Copy out every record below exactly as written, but leave out any pictures.

********

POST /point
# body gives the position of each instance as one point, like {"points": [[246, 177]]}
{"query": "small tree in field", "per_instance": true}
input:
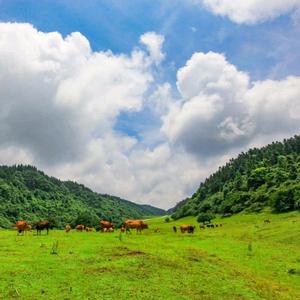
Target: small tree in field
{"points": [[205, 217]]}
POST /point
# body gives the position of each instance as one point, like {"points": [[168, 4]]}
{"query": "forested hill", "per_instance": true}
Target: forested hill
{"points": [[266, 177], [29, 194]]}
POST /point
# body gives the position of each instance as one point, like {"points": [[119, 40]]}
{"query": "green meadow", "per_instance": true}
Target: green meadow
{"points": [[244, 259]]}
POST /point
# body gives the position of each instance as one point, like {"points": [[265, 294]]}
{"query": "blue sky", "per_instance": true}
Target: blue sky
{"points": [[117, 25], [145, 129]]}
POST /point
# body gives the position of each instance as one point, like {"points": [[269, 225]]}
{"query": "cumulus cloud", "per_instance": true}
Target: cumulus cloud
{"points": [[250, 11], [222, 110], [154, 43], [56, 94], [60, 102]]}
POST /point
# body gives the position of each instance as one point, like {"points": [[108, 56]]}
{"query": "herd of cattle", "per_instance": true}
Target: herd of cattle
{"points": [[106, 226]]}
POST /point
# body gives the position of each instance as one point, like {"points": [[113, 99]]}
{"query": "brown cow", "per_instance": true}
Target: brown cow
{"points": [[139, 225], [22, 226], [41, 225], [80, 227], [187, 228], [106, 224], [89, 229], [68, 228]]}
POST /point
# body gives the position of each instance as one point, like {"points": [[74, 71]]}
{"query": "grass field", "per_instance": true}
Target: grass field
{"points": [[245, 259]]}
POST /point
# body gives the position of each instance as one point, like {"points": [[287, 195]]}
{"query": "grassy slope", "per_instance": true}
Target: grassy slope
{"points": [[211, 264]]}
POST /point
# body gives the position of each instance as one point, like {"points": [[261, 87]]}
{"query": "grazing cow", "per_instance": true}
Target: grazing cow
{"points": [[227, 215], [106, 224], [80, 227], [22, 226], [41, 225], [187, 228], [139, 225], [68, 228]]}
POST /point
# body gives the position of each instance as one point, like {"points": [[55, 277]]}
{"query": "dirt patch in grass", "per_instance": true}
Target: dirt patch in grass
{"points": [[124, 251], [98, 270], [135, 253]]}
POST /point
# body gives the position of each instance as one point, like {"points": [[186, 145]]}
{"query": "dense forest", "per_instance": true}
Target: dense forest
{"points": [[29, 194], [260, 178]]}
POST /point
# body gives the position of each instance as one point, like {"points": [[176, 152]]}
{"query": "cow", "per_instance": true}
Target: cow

********

_SOLUTION TO THIS EXERCISE_:
POST /point
# body gives the position of each instance as one point, like {"points": [[246, 177]]}
{"query": "small tree in field", "per_instance": true}
input:
Target: small tree in field
{"points": [[205, 217]]}
POST /point
# body gives the position of each instance as one point, like {"points": [[168, 4]]}
{"query": "forested hill", "per_instance": true}
Target: forested hill
{"points": [[266, 177], [29, 194]]}
POST /point
# body gives the position of each instance as one point, like {"points": [[119, 40]]}
{"query": "green meadow", "per_instance": true}
Target: green meadow
{"points": [[244, 259]]}
POST /point
# body gives the position of each instance as one point, like {"points": [[265, 294]]}
{"query": "blue sky", "per_instance": true}
Target: blue sky
{"points": [[117, 25], [145, 129]]}
POST /point
# body gives the position of each instance as one point, like {"points": [[269, 225]]}
{"query": "cumulus cloud", "per_instance": true}
Target: cumulus cloud
{"points": [[250, 11], [222, 110], [154, 43], [56, 94], [60, 102]]}
POST /point
# body gives the position of each instance as one point, like {"points": [[108, 56]]}
{"query": "herd of cattle", "per_instance": true}
Target: herd of cattle
{"points": [[106, 226]]}
POST /point
# body gives the position of each instance as one point, like {"points": [[113, 99]]}
{"query": "brown cow", "per_instance": true}
Target: brown cow
{"points": [[139, 225], [22, 226], [41, 225], [80, 227], [187, 228], [106, 224], [89, 229], [68, 228]]}
POST /point
# body gives the position of each instance as one point, like {"points": [[74, 71]]}
{"query": "grass field", "per_instance": true}
Target: grass field
{"points": [[245, 259]]}
POST /point
# body gives the position of each instance as one point, like {"points": [[287, 195]]}
{"query": "grassy slope", "per_instance": true}
Target: grassy slope
{"points": [[211, 264]]}
POST /point
# body gives the position of each instance as one point, like {"points": [[261, 87]]}
{"query": "grazing cow", "per_instance": true}
Target: grazing cow
{"points": [[227, 215], [106, 224], [80, 227], [22, 226], [41, 225], [187, 228], [139, 225], [68, 228]]}
POST /point
# body gives the position of each instance as one point, like {"points": [[55, 277]]}
{"query": "dirt patch in grass", "per_instance": true}
Target: dirt patch in grass
{"points": [[124, 251], [98, 270], [135, 253]]}
POST /point
# body gives the position of each instance as one point, like {"points": [[186, 145]]}
{"query": "dense forest", "per_instance": true}
Target: dense forest
{"points": [[29, 194], [260, 178]]}
POST /point
# body gives the position of each instance as one point, like {"points": [[176, 152]]}
{"query": "cow", "per_instance": true}
Target: cow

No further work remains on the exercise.